**Texto proporcionado**
Era inmensa la marcha: grande por cantidad y fuerte por sus demandas. Imposible no recordarla. Si ahora le tocó al día 8 caer en martes, ese entonces era domingo. Al día siguiente sucedió el paro, y las mujeres que pudieron cesaron sus labores para dejar clara la importancia de sus múltiples trabajos.
Las acompañaron, en una confluencia alucinante, las siempre bienvenidas jacarandas, tercas en cada año brotar como preludio a la primavera contra todos los pronósticos: verdes las hojas y lila azulado, dicen los que saben, sus flores.
En las arboledas esos colores, y en las calles, las pañoletas que portaban las mujeres eran semejantes. Espejos unas de otras, en cualquiera de los sentidos que se quiera, pues en lo simbólico hay tren para el norte y tren para el sur. De ida y vuelta.
En estas semanas – incluso anticipadas, porque algunas jacarandas despertaron temprano a finales de enero —van tomando las calles, los parques, las aceras y camellones. Abundan y porfían en ser un signo de esperanza terco y contundente, como lo será, sin duda, la marcha en que las mujeres retornarán a las calles nuevamente.
Unos cuantos días después de la manifestación, llegó la pandemia, y la continuidad esperable de esa lucha en movimiento callejera se vio interrumpida. En mala hora por tanto daño, dolor y encierro. Y por suspender lo que, a quien le sea dado ver, es —no era— el movimiento por la libertad y la dignidad más hondo de nuestros tiempos.
Al año siguiente, las restricciones a la movilidad impidieron su retorno, pero no el de las jacarandas que, en su nombre, recordaron el sentido de su andar.

Datos recopilados
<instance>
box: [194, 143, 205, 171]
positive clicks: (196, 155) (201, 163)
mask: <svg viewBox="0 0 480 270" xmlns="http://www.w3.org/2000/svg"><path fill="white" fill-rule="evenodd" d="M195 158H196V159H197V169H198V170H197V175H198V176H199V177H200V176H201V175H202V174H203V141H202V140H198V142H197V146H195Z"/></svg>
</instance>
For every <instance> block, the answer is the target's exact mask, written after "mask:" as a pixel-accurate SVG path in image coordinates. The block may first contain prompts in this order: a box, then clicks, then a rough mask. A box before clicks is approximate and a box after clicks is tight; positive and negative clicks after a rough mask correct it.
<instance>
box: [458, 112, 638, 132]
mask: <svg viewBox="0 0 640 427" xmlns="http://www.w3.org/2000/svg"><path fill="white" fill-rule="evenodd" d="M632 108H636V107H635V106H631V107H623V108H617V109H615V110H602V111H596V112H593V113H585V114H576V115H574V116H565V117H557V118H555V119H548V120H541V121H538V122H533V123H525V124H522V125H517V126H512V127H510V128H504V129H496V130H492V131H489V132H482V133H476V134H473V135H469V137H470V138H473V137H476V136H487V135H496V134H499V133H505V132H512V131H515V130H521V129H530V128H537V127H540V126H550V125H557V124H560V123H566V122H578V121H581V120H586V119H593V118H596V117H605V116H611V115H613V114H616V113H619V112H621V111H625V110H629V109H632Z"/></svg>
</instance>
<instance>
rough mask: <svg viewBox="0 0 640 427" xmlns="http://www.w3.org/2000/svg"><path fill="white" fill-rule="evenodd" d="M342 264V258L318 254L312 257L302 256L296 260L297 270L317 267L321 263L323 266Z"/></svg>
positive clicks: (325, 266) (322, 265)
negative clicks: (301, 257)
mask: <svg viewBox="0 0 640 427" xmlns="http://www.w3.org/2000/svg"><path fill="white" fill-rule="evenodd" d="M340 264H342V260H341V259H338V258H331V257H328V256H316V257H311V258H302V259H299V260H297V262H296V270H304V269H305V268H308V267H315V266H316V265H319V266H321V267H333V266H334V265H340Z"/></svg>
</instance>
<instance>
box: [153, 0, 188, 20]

**Lista de tareas**
A: Responde con base en el texto sobre las jacarandas y la marcha:
(i) ¿Qué día de la semana cayó el día 8 en la marcha que se recuerda?
(ii) ¿De qué color son las hojas y las flores de las jacarandas?
(iii) ¿Cuándo despertaron temprano algunas jacarandas?
B: Duplica el fragmento del texto sobre las jacarandas y la marcha que se abre con las palabras "Al año siguiente, las" y se cierra con "de su andar.".
Las filas no hacen falta para resolver nada.

**Respuestas escritas**
A:
(i) En domingo.
(ii) Las hojas son verdes y las flores, lila azulado.
(iii) A finales de enero.

B:
Al año siguiente, las restricciones a la movilidad impidieron su retorno, pero no el de las jacarandas que, en su nombre, recordaron el sentido de su andar.